BEGIN Passage given

Ethnography is the descriptive study of a human society, based on data obtained primarily from fieldwork. The ethnographer immerses himself or herself in the life of a social group in order to collect all the necessary data. Ideally, the ethnographic method should allow the researcher to completely understand another culture, and the behavior of the people who live in it. However, there are various difficulties involved in gathering authentic data in this way, due to the tendency of people to see and act from the perspective of their own culture. By making effort to divest themselves of self-centered thinking, ethnographers are able to gain deeper understanding of those formerly "alien" societies, and thus to bring the various cultures of the world into deeper understanding and more harmonious relationships.
Ethnography (from the Greek words ethnos = nation, and graphein = writing) refers to the qualitative research method of describing human social phenomena, based on data obtained primarily from fieldwork. The goal is a complete, accurate description of the culture being studied, on its own terms. Ethnography should not be confused with ethnology, which is the comparative study of cultures. Although ethnographic studies inevitably involve some comparisons with other cultures, their primary purpose is not comparison.
The roots of ethnographic studies are found in the reports of travelers and historians dating back to the Greek writer Heroditus, and more recently, of traders and colonial administrators. The inherent difficulty of ethnographic studies is immediately apparent in these reports, as the writers often misinterpreted for various reasons the activities they witnessed in foreign cultures.

END Passage given

§ Required work:
A. Rewrite the paragraph of the ethnography passage that begins "Ethnography (from the Greek words" as a short bulleted list that keeps its main facts.
B. According to the ethnography passage, what is ethnology?
C. Reproduce the text of the ethnography passage, beginning at the words "The roots of" and stopping after "in foreign cultures.".

BEGIN Provided material

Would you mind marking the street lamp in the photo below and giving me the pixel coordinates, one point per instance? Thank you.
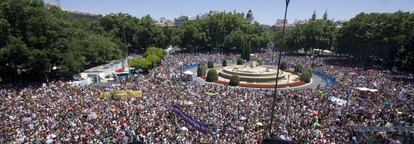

END Provided material

§ Outputs by task:
A.
- The word comes from the Greek *ethnos* (nation) and *graphein* (writing).
- Ethnography is a qualitative research method that describes human social phenomena, mainly using data from fieldwork.
- Its goal is a complete, accurate description of a culture on its own terms.
- It differs from ethnology, the comparative study of cultures.
- Ethnographic studies inevitably make some comparisons with other cultures, but comparison is not their main purpose.

B. Ethnology is the comparative study of cultures.

C.
The roots of ethnographic studies are found in the reports of travelers and historians dating back to the Greek writer Heroditus, and more recently, of traders and colonial administrators. The inherent difficulty of ethnographic studies is immediately apparent in these reports, as the writers often misinterpreted for various reasons the activities they witnessed in foreign cultures.